# [BRIEF]
Locate each line in the records below that contains the string "houses", and copy every such line in full.

# [DATA SECTION]
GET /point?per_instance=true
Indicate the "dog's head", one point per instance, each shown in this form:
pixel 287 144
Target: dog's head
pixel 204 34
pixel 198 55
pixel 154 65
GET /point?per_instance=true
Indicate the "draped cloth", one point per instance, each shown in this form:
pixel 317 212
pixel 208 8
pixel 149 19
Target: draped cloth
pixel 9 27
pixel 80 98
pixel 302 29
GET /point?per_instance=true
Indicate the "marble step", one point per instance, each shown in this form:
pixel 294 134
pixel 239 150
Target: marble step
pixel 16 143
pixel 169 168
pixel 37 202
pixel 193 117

* * *

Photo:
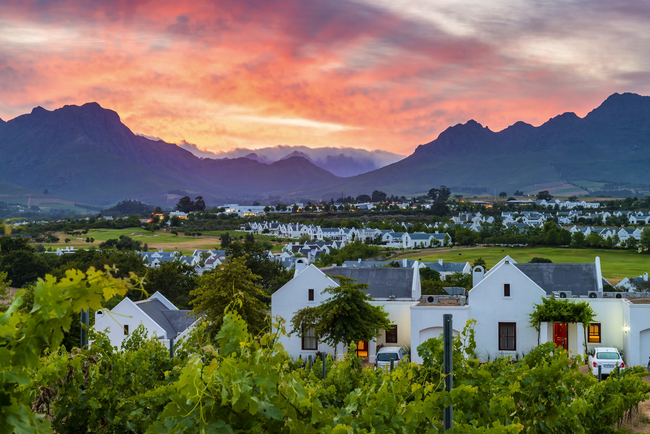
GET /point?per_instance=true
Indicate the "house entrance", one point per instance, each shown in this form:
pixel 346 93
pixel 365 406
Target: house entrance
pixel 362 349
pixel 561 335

---

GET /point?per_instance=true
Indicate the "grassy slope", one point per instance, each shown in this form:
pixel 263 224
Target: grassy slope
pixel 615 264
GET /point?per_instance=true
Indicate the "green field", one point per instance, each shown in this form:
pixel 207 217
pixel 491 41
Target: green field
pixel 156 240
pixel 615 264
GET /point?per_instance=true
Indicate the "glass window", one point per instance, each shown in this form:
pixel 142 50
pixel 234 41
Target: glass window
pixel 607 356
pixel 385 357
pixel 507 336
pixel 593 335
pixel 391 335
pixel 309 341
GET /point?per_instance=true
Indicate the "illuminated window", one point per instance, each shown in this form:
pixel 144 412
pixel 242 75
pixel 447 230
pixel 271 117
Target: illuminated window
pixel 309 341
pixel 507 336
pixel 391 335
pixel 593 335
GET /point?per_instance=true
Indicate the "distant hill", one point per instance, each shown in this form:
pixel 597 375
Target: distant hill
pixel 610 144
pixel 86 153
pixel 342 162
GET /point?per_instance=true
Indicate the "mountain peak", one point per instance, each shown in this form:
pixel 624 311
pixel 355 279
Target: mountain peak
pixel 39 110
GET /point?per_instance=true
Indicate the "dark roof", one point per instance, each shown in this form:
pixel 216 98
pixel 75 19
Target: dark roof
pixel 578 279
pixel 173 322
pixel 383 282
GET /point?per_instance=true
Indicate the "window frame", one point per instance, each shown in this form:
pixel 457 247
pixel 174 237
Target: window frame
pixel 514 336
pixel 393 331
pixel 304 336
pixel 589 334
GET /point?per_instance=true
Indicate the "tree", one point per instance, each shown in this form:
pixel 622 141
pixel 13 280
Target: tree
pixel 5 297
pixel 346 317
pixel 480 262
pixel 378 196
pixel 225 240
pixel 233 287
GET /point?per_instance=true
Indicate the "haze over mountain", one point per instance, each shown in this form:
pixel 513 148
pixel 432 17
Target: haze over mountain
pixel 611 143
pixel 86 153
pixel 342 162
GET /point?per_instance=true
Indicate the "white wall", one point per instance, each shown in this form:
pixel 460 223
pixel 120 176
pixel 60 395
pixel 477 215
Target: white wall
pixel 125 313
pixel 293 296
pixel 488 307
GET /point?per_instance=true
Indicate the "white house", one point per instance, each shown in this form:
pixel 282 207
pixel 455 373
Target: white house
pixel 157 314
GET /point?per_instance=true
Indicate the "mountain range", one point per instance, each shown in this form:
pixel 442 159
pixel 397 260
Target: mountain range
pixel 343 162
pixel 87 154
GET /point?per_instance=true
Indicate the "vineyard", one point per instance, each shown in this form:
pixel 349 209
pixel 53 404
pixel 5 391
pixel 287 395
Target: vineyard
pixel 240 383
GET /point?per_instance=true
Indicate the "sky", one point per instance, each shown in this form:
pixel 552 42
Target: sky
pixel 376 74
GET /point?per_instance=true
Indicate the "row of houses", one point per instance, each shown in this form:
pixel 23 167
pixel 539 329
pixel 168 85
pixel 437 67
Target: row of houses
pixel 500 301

# [RESPONSE TO THIS EXERCISE]
Indicate the "row of houses", one point per instance, each shown in this form:
Target: row of houses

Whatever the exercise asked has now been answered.